Continue the report on the Feminist Dialogue about women in leadership and 20 years of democracy, starting after its last paragraph.

» **Selected extract**
"""

Feminist Dialogue: Approaching 20 years of democracy Women, leadership and transformation(PHOTO) From left to right: Councillor Janine Hicks (Commission for Gender Equality and Chair of Agenda Feminist Media), Public Prosecutor Advocate Thuli Madonsela, who presented  the key-note address at the Feminist Dialogue and  Deputy Executive Director of the Human and Social Development at the HSRC and Agenda Editorial Advisory Group member, Prof Vasu Reddy.

 

Women are shapers of democracy   

“Women are shapers and concretisers of our democracy” Advocate Thuli Madonsela told women and men gender activists gathered at the Agenda/HSRC Feminist Dialogue on 6th June. Opening the panel discussion on women in leadership and 20 years of democracy, Madonsela said, women’s exercise of leadership in communities and in households is not always recognised. She said that in the last 19 years progress has been made by women who have taken on ministries which cover the whole sphere of national responsibility – from mining to defence to health and to justice. The work on ensuring that there is equal representation of women and men in leadership must be ongoing. She said she believed that now there is an important priority to situate where women are in relation to poverty and in the private sphere which has not seen such transformation occur. Women still occupy the most precarious jobs as domestic workers, as informal or casual workers and are over-represented among the unemployed. “There is a duty for us to close the gap”, she said.

Joy-Ann Watson (senior researcher, Parliament RSA), who facilitated the panel discussion, said the Feminist Dialogue intended to engage with what the major obstacles are for women who enter and engage previously male-dominated terrains in public office and what interventions are required to address the slow pace of change in the workplace for women raised in the recently released Employment Equity Commission report. A further question was what the transformative outcome of women’s representation in leadership was and how has it contributed to meeting feminist goals for greater social and gender equality and justice for the most vulnerable. Lastly, the Dialogue would engage the problem of how we ensure women in leadership remain connected and accountable and how women can build a women’s movement that integrates top down and grassroots mobilisation to advance an agenda for gender equality.

"""

» **Records shown**

"""

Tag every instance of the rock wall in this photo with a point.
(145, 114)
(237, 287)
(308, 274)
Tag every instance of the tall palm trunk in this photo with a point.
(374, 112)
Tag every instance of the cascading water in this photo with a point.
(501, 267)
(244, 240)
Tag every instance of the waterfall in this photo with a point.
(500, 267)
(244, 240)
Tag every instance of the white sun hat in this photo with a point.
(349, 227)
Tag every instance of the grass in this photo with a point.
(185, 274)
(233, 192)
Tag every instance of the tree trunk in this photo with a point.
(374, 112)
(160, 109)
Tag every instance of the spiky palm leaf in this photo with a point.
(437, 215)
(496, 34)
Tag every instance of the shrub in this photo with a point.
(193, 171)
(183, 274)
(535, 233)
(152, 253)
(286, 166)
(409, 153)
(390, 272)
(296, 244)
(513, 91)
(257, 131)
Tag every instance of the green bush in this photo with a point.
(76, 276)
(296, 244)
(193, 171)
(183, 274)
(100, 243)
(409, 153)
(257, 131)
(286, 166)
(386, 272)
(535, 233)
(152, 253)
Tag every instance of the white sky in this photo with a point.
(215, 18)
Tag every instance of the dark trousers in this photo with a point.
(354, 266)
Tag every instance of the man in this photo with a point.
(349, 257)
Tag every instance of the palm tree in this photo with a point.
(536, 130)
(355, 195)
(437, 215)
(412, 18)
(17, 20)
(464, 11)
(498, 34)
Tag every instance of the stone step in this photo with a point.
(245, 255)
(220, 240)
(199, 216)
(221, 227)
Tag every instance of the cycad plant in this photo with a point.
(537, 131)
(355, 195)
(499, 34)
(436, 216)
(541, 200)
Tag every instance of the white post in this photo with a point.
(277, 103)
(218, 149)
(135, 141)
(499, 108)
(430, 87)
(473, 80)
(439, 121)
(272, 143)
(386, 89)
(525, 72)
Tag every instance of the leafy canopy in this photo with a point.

"""

» **Answer to this task**
Prof Jane Rarieya (HSRC) speaking on the subject of “Women’s representation in leadership: Building parity and enabling environments”, said that women have fared well in representation in government rated against other countries, however, we have not fared very well in labour participation or labour market terms where women are still poorly represented in leadership. Rarieya pointed to the gap in the skills that men and women hold for leadership, and that often women do not hold the qualifications for the majority of top positions.that men continue to dominate. She said that women’s path to leadership is obstructed by several barriers, including internalisation of gender stereotypes, double standards that are applied to women and men who hold leadership positions, and the lack of aspirations to become leaders by young women. Interventions are needed to transform this situation she said, include, education, gender equity practices, support for maternity leave and family policies, and better ways for women manage their household responsibilities with work demands. (see presentation attached).

Prof Amanda Gouws (University of Stellenbosch, Commission for Gender Equality) speaking on “What constitutes a feminist approach” said that with nearly 50% women in parliament, the thinking is often that gender parity has been achieved in government. She said that having increased women’s representation in parliament does not necessarily translate into substantive equality for women, nor does it imply feminist transformational leadership or a change for women’s lives on the ground. We need to connect “presence to power” she stated, and also to see critical acts by women and the defining of a constituency of women. She said what feminist leadership implies activism and seeks to make a difference and is at the heart of changing presence into power for women. Gouws said that feminist leadership implies a feminist praxis, and that feminist theoretical beliefs need to be turned into feminist activism around the women’s issues that need to be addressed in order to create gender equality. She did not believe that a critical mass of women necessarily results in gender equality, rather that “critical individuals” can ultimately make the difference by putting women’s issues on the political agenda and championing those issues. Importantly, she said that feminist leaders will be accountable to a constituency of women and in turn will need the support of women’s organisations in civil society to form solidarity around women’s issues. Currently she said the problem of a binary between universal women’s rights and traditional or customary rights undermines the exercise of women’s equal rights, which requires women speak out and mobilise.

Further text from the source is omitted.